(Coordinate annotation entries)
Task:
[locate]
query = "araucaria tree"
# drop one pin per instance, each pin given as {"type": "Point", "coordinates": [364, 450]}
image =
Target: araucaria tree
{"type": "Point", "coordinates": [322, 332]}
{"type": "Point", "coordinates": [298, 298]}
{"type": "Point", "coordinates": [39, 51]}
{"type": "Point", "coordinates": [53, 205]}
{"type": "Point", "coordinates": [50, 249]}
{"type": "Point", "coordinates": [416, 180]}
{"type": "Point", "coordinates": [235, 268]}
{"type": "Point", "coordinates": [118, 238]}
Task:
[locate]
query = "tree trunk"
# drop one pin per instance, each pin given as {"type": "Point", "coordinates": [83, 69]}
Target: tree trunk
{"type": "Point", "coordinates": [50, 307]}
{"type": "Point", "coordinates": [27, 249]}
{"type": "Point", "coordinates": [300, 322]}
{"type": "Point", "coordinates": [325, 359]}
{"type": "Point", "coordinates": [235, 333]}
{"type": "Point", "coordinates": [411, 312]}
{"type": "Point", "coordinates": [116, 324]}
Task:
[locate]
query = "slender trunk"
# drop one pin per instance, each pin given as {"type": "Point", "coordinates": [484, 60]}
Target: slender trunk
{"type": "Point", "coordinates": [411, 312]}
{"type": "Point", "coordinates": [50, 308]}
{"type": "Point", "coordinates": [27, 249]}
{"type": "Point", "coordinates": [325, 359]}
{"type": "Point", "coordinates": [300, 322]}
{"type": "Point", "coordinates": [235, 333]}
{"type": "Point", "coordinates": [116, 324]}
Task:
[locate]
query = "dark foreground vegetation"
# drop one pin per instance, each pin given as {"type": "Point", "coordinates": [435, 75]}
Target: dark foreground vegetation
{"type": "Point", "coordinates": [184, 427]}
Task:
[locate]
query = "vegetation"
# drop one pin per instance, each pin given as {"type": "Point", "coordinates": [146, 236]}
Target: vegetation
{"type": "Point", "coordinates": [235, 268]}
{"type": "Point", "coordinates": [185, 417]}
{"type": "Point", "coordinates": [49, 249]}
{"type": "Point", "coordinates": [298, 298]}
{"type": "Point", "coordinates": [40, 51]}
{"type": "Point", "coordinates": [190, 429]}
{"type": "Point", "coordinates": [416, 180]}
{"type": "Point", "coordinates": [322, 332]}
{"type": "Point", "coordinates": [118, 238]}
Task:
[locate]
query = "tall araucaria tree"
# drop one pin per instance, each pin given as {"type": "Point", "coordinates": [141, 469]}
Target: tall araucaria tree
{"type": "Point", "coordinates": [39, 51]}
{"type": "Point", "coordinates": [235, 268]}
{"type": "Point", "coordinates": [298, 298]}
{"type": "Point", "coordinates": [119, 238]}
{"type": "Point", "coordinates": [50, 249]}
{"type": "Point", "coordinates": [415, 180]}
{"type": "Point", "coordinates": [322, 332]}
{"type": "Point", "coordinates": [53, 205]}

* [Exercise task]: Pull out each line of the material above that contains the string "Target", treating uppercase and lowercase as different.

* [The solution]:
Target: araucaria tree
Target: tree trunk
Target: slender trunk
Target: dark foreground vegetation
Target: vegetation
Target: tall araucaria tree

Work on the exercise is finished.